# BRANO FORNITO
-- -- --

Il 26 aprile del 1937, nel pomeriggio, le forze aree tedesche sganciarono bombe sull’antica capitale basca Guernica. Era un lunedì di mercato, le strade erano piene quando la gente si trovò travolta dalle fiamme. Dopo oltre tre ore di bombardamento, della città non rimaneva che il ricordo. Si contarono oltre 1600 morti e 900 feriti. Picasso apprese dell’inferno di Guernica mentre sedeva ai tavoli del Cafè Flore. Insieme a Dora Maar, all’epoca sua compagna, lesse i giornali osservando le fotografie che ne testimoniavano la distruzione. La crudeltà imposta a Guernica colmò il vuoto creativo che l’artista stava vivendo e lo scempio dell’attacco si fuse alla nostalgia che aveva della Spagna. Fu proprio da questo scempio che prese vita Guernica. Picasso, nel mese di maggio si mise a lavoro realizzando schizzi e disegni, che iniziarono a formare l’iconografia che oggi si staglia su una delle tele più importanti del Novecento.

-- -- --

[Elementi da una raccolta di etichettatura]
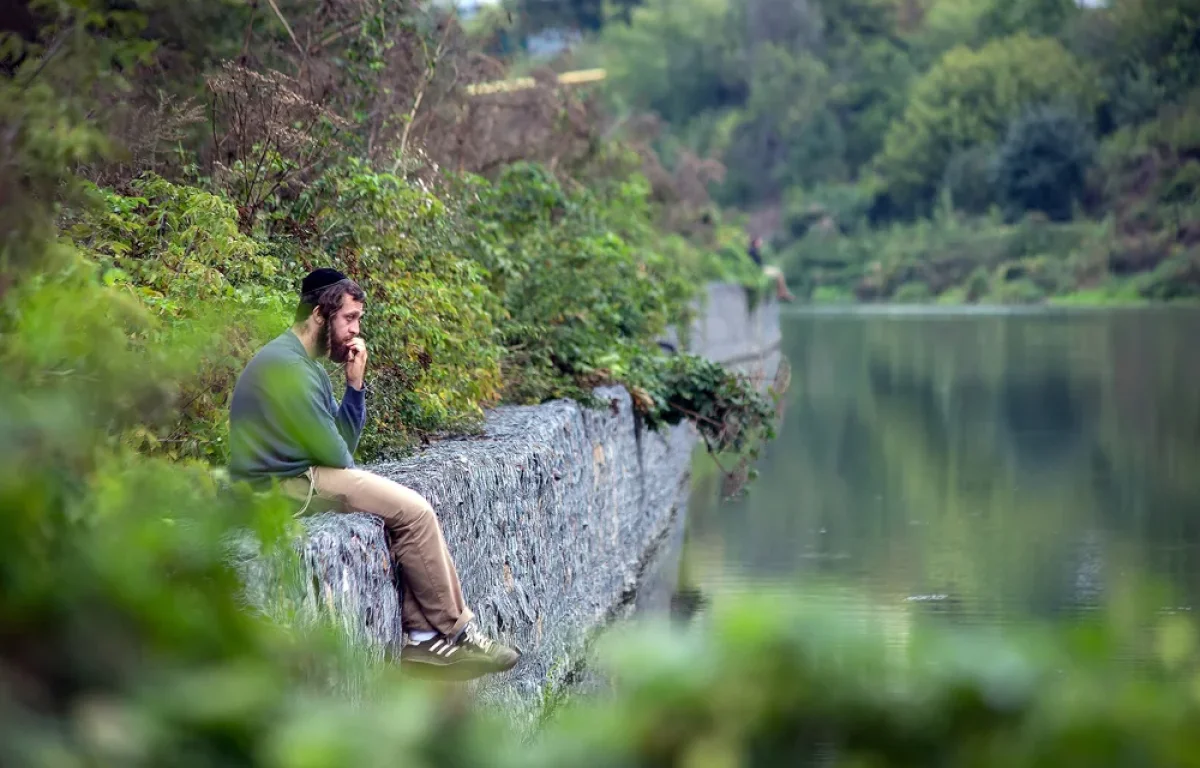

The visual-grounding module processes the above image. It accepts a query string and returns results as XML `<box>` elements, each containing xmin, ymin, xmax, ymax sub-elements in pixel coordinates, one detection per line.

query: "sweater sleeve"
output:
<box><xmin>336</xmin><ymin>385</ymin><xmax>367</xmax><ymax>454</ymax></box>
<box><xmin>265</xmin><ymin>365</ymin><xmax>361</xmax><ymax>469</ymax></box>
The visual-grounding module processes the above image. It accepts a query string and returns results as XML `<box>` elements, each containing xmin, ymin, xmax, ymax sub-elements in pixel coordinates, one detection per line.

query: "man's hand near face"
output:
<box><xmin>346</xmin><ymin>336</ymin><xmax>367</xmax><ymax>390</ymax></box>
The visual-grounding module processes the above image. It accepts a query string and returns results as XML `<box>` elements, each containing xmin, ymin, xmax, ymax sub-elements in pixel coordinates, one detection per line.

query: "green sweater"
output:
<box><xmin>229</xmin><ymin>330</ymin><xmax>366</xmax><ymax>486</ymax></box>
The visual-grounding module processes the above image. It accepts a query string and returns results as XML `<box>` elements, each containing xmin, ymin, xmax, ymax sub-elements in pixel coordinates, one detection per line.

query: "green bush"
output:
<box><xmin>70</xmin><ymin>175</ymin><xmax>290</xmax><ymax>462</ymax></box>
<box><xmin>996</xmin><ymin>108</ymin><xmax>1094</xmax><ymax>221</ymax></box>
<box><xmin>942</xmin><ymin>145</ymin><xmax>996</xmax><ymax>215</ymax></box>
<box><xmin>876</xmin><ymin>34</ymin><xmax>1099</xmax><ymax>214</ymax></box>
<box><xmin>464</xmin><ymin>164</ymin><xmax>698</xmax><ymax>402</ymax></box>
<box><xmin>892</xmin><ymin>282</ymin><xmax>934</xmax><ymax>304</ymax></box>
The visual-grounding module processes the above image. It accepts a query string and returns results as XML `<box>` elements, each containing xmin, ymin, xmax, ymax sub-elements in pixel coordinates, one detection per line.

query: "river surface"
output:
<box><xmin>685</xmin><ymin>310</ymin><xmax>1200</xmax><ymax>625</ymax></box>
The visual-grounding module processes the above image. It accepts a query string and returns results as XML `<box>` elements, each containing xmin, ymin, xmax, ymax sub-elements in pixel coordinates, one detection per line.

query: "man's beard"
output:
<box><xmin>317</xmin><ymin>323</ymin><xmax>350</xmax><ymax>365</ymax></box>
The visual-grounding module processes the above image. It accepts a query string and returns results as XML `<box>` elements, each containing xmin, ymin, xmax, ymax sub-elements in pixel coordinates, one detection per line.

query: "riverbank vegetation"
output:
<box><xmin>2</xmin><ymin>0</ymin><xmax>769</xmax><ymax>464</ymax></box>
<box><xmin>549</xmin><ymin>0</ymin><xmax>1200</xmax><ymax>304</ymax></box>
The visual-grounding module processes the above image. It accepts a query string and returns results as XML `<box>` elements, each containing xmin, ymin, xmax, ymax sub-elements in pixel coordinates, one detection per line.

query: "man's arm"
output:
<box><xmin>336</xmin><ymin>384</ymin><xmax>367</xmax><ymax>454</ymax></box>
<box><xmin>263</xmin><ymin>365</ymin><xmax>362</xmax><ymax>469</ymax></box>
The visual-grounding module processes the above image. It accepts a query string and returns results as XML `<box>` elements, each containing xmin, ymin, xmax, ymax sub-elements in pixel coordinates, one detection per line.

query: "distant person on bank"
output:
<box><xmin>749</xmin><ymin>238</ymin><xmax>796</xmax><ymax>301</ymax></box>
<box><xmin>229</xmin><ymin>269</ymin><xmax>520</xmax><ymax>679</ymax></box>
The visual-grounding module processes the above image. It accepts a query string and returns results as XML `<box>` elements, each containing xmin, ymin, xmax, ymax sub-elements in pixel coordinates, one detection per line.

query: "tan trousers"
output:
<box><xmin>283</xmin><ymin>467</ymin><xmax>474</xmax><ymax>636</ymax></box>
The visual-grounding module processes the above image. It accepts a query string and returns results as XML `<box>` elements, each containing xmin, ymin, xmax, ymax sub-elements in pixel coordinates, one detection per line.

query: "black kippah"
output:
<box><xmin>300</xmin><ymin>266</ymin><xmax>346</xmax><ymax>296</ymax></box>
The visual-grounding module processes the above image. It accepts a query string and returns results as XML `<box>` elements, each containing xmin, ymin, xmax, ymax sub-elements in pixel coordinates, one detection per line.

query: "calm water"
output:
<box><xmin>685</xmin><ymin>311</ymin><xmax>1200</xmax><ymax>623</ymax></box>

-- -- --

# COSA SI CHIEDE
(a) Elenca tutti i luoghi chiamati per nome nel brano su Guernica.
(b) In base al brano su Guernica, le affermazioni seguenti sono vere? (i) Il bombardamento avvenne di domenica. (ii) Picasso lesse i giornali insieme a Dora Maar. (iii) Picasso cominciò gli schizzi nel mese di maggio.

# SOLUZIONI
(a) Guernica, Cafè Flore, Spagna

(b)
(i) No: "Era un lunedì di mercato".
(ii) Sì: "Insieme a Dora Maar, all’epoca sua compagna, lesse i giornali".
(iii) Sì: "Picasso, nel mese di maggio si mise a lavoro realizzando schizzi e disegni".